FALL 2013 (Issue 80)
 

Tasha Matsumoto

Notes on Joyelle McSweeney's Salamandrine: 8 Gothics


Tarpaulin Sky Press 2013
188 pages
$14

1. In Joyelle McSweeney’s story collection Salamandrine: 8 Gothics, language commits incest with itself.

2. Sounds repeat, replicate, and mutate in her sentences, monstrous sentences of aural inbreeding and consangeous consonants, strung out and spinning like the dirtiest double-helix, dizzy with disease.

3. WARNING: HAZARDOUS MATERIAL. To speak a single serpentine sentence from Salamandrine might cause asphyxiation.

           From time to time I retreated to the washroom, and looked on the large plastic cleaning            cylinders arrayed in clean ranks, dull white with bright pink writing, bright as eyebright, as            the ill-eyes of snakes, as the myxomatosis that brings low the rutty hare, as the eye of            every haunched and wriggling thing: rat and mouse and stoat and ferret and eagle and            ermine, which during a recent birdplague did lie sluggish in fields like a robe for Queen            Carrion, I saw this on cable news which has as its symbol the eye of the carrier pigeon,            which carries its eye like a wheel within wheel, an eye which could hold a scrolled map of            the world, or hold it wired to its spurred ankle, and which brings down the vain stand of            lilies, which wear the blush of rot in their face, and shall be vanquished, as pink as flux, as            inflammation, little slipper that sluffs the vein, plaster, plaque that phlubs the wall of the            eye till pressure bursts it, pink as lung or brain, an infected catharsis or vain invention, pink            as an Easter leukocyte, as pynk as eyester, then I did feel a pilgrimage in my veins, a            desire to flow to the broad place and the narrow, the high place and the low, to show what            a wide place is the mouth of the need, for one so humble, so meek mind, for one who            takes dictation, and what a wild place is the marrow of she who near succeeds. (“Mothers            Over Lambs”)
○ ○ ○ ○
* _Aim of the task_: Do these statements agree with the notes on Salamandrine? Answer yes or no for each, quoting the deciding words: (a) The book was published by Tarpaulin Sky Press. (b) The book runs 288 pages. (c) The long quoted passage comes from the story "Mothers Over Lambs." The lines after this point come from a separate source, unrelated to the notes on Salamandrine.

* _Dataset section_:
○ ○ ○ ○
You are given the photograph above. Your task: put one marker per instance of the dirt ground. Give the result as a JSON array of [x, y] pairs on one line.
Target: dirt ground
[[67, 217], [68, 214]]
○ ○ ○ ○
* _Finished task_:
(a) Yes: "Tarpaulin Sky Press 2013"
(b) No: "188 pages"
(c) Yes: "(“Mothers Over Lambs”)"